[BEGIN]

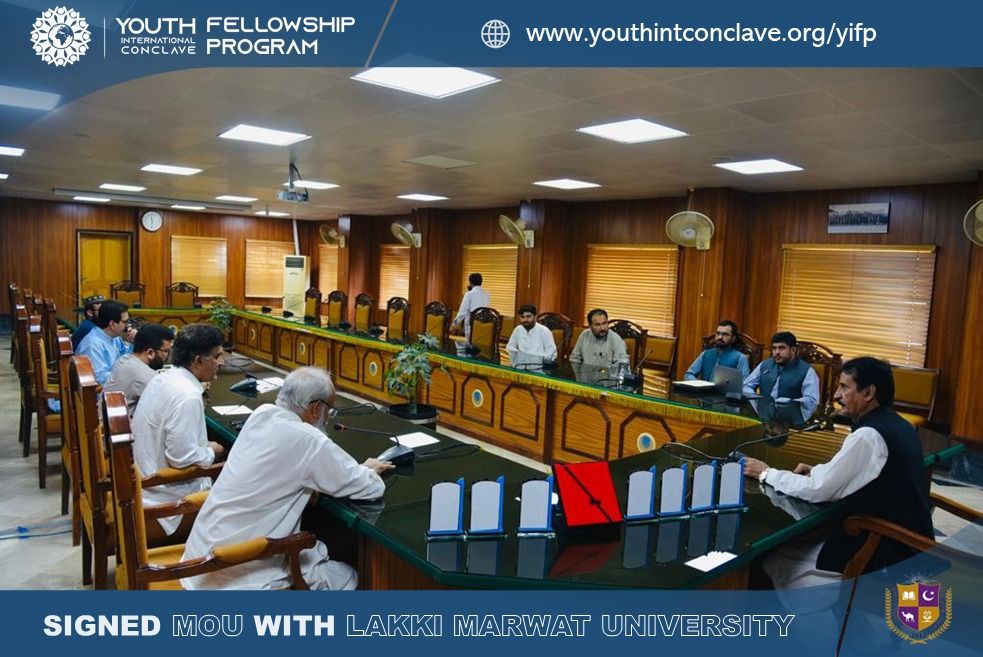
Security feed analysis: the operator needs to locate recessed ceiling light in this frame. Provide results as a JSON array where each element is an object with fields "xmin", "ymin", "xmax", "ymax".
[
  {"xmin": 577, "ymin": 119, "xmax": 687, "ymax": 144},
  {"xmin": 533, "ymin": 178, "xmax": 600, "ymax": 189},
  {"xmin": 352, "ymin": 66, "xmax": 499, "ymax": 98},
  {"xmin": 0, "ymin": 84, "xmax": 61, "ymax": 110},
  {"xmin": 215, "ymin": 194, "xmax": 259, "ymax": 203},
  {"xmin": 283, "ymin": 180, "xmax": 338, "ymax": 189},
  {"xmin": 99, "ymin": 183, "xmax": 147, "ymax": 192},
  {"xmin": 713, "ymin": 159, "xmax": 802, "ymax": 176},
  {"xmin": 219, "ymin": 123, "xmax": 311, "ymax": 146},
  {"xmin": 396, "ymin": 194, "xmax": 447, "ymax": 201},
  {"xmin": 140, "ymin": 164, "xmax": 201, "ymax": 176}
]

[END]

### Request
Reproduce the records above, substituting "overhead light fixture" for "recessed ceiling light" and leaving all other text as it stands. Omit the pictures from your answer.

### Final answer
Security feed analysis: the operator needs to locate overhead light fixture in this frame. Provide results as a JSON array where each element is an object with fields "xmin", "ymin", "xmax", "ymax".
[
  {"xmin": 577, "ymin": 119, "xmax": 687, "ymax": 144},
  {"xmin": 533, "ymin": 178, "xmax": 600, "ymax": 189},
  {"xmin": 352, "ymin": 66, "xmax": 499, "ymax": 98},
  {"xmin": 0, "ymin": 84, "xmax": 61, "ymax": 110},
  {"xmin": 215, "ymin": 194, "xmax": 259, "ymax": 203},
  {"xmin": 283, "ymin": 180, "xmax": 338, "ymax": 189},
  {"xmin": 99, "ymin": 183, "xmax": 147, "ymax": 192},
  {"xmin": 713, "ymin": 159, "xmax": 802, "ymax": 176},
  {"xmin": 219, "ymin": 123, "xmax": 311, "ymax": 146},
  {"xmin": 396, "ymin": 194, "xmax": 447, "ymax": 201},
  {"xmin": 140, "ymin": 164, "xmax": 201, "ymax": 176}
]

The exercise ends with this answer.